▸ **STATED TASK A**
Translate this sentence from the kernfs commit message into Spanish: "Right now a global per-fs rwsem (kernfs_rwsem) synchronizes multiple kernfs operations."

▸ **SOURCE EXCERPT**
Commit 9caf6961 authored by Imran Khan's avatar Imran Khan Committed by Greg Kroah-Hartman
Browse files

kernfs: Introduce separate rwsem to protect inode attributes.



Right now a global per-fs rwsem (kernfs_rwsem) synchronizes multiple
kernfs operations. On a large system with few hundred CPUs and few
hundred applications simultaneoulsy trying to access sysfs, this
results in multiple sys_open(s) contending on kernfs_rwsem via
kernfs_iop_permission and kernfs_dop_revalidate.

For example on a system with 384 cores, if I run 200 instances of an
application which is mostly executing the following loop:

  for (int loop = 0; loop <100 ; loop++)
  {
    for (int port_num = 1; port_num < 2; port_num++)
    {
      for (int gid_index = 0; gid_index < 254; gid_index++ )
      {
        char ret_buf[64], ret_buf_lo[64];
        char gid_file_path[1024];

        int      ret_len;
        int      ret_fd;
        ssize_t  ret_rd;

        ub4  i, saved_errno;

        memset(ret_buf, 0, sizeof(ret_buf));
        memset(gid_file_path, 0, sizeof(gid_file_path));

        ret_len = snprintf(gid_file_path, sizeof(gid_file_path),
                           "/sys/class/infiniband/%s/ports/%d/gids/%d",
                           dev_name,
                           port_num,
                           gid_index);

        ret_fd = open(gid_file_path, O_RDONLY | O_CLOEXEC);
        if (ret_fd < 0)
        {
          printf("Failed to open %s\n", gid_file_path);
          continue;
        }

        /* Read the GID */
        ret_rd = read(ret_fd, ret_buf, 40);

        if (ret_rd == -1)

▸ **STATED TASK B**
From the rows that follow, pull out each line that contains the word "brown" and copy it in full.

▸ **STORED ROWS**
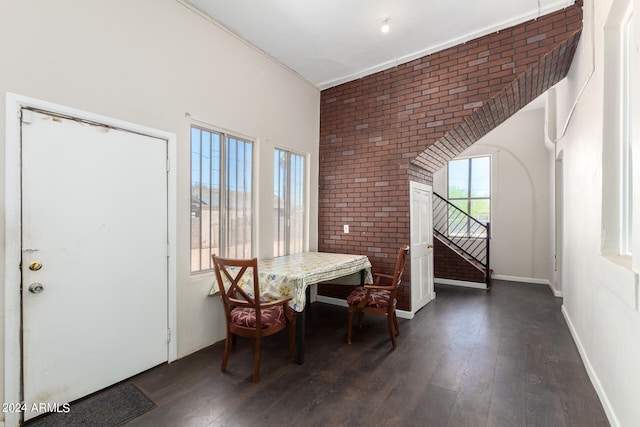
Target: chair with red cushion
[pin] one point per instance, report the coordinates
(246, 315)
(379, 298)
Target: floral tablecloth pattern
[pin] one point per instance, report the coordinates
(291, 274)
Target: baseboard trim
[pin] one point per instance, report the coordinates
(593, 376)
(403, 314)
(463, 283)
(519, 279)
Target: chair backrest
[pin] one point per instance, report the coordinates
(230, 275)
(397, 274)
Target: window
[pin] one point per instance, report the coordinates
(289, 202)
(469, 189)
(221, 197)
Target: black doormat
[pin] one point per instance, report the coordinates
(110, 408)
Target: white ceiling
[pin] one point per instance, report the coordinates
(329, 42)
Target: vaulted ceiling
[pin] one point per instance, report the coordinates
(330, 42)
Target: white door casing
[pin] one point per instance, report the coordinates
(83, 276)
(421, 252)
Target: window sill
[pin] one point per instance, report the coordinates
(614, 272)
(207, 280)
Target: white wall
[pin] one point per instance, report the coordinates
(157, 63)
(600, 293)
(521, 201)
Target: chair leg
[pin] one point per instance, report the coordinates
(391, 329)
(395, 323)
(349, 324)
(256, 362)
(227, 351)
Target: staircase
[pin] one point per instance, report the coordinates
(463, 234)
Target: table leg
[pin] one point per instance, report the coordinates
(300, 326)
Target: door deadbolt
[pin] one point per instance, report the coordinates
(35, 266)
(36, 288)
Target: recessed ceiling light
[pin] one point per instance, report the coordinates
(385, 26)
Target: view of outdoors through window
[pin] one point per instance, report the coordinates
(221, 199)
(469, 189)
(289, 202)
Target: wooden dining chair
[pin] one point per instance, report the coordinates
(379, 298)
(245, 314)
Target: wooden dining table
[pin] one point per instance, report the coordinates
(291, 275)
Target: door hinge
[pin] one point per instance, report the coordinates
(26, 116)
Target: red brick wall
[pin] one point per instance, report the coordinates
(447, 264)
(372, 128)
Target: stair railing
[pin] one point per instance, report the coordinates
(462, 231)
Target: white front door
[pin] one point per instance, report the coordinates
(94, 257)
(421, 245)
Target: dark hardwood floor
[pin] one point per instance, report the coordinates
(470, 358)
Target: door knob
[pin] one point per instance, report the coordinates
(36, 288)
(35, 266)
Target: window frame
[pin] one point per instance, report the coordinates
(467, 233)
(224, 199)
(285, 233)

--

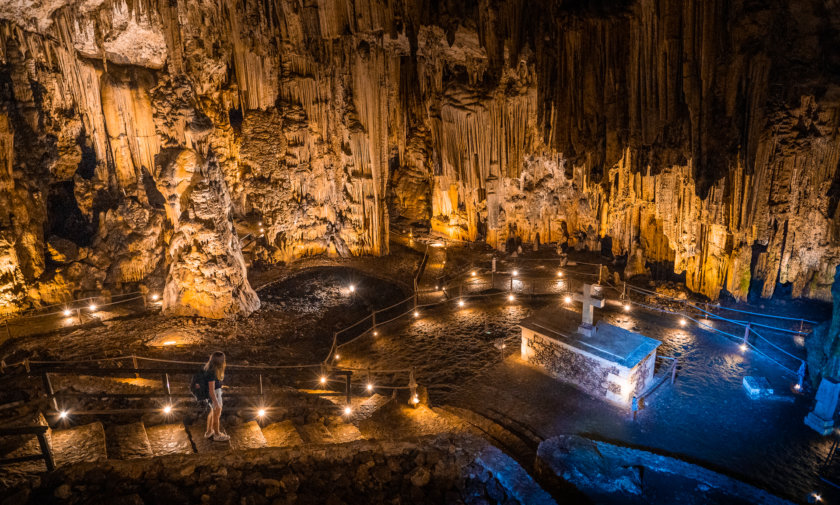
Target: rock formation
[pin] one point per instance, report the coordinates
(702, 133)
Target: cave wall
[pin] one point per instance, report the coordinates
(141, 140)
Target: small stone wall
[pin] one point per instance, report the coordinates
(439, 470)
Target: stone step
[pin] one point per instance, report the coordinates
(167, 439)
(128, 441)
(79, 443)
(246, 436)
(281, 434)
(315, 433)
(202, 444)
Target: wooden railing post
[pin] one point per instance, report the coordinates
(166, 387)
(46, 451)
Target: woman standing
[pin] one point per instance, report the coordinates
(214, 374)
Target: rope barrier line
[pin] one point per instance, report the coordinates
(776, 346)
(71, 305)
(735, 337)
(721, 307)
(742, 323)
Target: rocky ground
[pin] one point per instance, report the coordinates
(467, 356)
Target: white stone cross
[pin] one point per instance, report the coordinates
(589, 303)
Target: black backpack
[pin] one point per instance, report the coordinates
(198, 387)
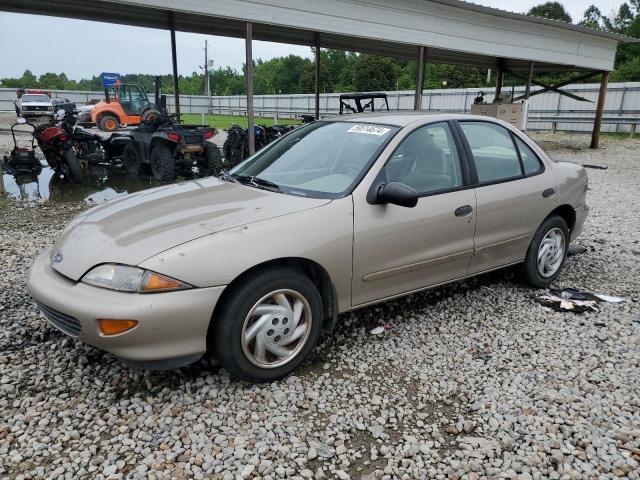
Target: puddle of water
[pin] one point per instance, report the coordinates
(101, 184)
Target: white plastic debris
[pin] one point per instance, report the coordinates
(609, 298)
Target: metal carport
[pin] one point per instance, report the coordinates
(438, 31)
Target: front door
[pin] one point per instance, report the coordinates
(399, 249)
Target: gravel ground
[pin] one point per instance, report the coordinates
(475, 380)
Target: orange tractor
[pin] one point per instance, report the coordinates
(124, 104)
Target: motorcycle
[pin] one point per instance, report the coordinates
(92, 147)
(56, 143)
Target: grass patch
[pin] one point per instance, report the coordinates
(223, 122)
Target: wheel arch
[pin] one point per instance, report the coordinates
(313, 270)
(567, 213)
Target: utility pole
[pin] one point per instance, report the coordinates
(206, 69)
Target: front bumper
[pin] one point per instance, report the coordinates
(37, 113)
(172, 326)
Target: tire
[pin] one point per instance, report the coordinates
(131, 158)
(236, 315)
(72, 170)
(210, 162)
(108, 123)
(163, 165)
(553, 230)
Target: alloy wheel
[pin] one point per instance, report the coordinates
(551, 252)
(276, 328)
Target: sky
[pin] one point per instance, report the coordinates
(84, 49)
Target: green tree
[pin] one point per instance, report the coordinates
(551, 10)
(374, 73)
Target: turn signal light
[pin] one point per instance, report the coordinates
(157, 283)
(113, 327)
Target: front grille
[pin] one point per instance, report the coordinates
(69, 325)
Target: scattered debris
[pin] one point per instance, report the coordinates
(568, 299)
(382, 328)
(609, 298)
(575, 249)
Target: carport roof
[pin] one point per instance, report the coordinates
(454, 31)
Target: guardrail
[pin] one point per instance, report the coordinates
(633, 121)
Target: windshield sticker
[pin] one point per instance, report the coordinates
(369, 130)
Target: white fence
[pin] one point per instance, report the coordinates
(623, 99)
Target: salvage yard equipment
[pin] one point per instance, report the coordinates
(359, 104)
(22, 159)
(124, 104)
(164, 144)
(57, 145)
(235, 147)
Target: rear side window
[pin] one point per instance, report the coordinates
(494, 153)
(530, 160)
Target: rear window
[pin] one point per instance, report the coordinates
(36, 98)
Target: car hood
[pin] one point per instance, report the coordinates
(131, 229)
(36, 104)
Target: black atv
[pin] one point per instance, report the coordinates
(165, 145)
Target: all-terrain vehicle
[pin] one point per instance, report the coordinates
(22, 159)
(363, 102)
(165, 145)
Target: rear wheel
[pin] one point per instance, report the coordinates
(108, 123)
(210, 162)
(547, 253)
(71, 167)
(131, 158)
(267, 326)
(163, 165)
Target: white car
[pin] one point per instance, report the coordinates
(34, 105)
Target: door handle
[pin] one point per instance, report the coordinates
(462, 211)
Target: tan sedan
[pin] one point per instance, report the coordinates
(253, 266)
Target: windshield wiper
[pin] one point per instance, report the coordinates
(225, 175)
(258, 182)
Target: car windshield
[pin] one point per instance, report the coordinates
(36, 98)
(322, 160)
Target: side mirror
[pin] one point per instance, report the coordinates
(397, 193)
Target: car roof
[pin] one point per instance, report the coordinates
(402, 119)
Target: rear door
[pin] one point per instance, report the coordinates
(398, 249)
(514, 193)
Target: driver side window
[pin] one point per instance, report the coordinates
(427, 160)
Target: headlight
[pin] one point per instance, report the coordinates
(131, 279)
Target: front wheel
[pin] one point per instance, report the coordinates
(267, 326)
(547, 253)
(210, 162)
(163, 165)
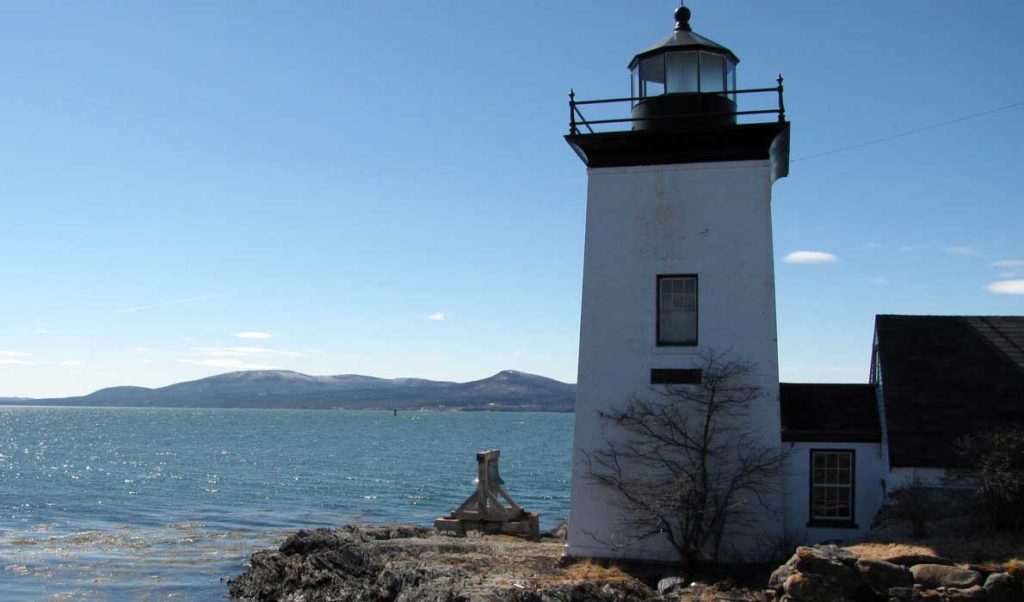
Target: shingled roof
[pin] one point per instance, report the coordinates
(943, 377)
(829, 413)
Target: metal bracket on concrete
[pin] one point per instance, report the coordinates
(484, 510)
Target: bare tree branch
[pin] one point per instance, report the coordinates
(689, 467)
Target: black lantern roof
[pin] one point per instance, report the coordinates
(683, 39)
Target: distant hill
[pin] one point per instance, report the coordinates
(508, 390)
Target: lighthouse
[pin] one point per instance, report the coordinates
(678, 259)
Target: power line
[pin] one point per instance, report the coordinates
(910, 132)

...

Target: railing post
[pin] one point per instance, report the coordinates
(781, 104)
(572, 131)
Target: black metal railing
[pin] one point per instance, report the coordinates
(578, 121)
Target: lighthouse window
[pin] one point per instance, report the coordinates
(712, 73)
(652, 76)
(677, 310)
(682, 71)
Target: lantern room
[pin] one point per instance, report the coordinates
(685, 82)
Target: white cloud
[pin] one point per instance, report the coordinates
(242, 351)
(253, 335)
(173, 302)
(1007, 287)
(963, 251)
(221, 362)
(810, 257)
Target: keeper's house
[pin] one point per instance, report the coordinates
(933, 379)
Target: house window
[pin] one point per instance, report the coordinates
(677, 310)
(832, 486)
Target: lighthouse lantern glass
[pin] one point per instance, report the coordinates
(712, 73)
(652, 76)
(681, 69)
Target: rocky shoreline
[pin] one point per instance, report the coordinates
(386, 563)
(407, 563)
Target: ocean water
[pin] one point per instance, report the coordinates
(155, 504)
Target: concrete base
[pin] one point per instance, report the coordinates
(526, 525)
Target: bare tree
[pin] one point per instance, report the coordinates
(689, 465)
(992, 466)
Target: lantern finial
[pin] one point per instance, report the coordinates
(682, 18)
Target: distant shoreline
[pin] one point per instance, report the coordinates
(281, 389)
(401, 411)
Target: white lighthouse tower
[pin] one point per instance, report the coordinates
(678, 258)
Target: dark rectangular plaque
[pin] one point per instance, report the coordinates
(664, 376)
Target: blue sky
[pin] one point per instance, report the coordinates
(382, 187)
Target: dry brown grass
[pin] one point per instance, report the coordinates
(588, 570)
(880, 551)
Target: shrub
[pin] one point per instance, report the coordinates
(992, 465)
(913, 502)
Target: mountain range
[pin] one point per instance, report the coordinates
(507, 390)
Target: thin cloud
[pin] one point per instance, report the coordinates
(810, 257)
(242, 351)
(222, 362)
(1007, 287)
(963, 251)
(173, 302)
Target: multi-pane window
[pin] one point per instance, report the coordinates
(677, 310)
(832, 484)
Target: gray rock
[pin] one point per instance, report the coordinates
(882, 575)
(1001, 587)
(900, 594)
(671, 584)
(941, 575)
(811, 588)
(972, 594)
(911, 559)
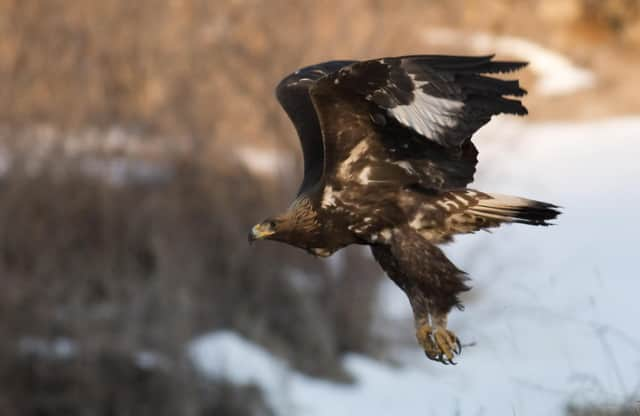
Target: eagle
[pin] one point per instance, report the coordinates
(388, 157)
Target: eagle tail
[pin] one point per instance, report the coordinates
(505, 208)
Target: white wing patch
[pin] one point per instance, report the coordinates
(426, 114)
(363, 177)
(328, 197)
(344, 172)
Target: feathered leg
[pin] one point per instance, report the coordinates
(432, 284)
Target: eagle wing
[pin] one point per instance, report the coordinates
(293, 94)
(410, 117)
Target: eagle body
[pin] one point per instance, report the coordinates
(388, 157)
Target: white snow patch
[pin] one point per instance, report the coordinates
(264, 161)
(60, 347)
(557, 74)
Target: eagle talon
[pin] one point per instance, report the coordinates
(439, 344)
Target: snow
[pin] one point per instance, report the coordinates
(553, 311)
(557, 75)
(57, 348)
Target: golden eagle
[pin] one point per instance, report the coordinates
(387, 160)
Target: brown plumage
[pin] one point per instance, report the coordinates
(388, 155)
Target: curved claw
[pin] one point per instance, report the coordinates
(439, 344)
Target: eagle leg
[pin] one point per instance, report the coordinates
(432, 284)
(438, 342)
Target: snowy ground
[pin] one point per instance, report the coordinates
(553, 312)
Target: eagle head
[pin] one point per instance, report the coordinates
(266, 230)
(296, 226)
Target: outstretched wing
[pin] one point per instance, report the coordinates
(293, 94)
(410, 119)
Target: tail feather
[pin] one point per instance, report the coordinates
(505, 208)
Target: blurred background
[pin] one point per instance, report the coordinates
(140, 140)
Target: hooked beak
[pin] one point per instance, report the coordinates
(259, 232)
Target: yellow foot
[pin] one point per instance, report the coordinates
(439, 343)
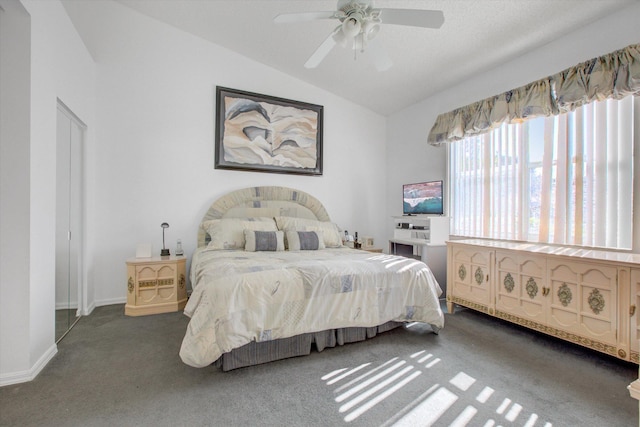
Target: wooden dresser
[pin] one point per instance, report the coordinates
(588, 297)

▸ **CORRECT ANSWER A**
En este momento, un rwsem global por sistema de archivos (kernfs_rwsem) sincroniza múltiples operaciones de kernfs.

▸ **CORRECT ANSWER B**
Target: dry brown grass
Target: brown plumage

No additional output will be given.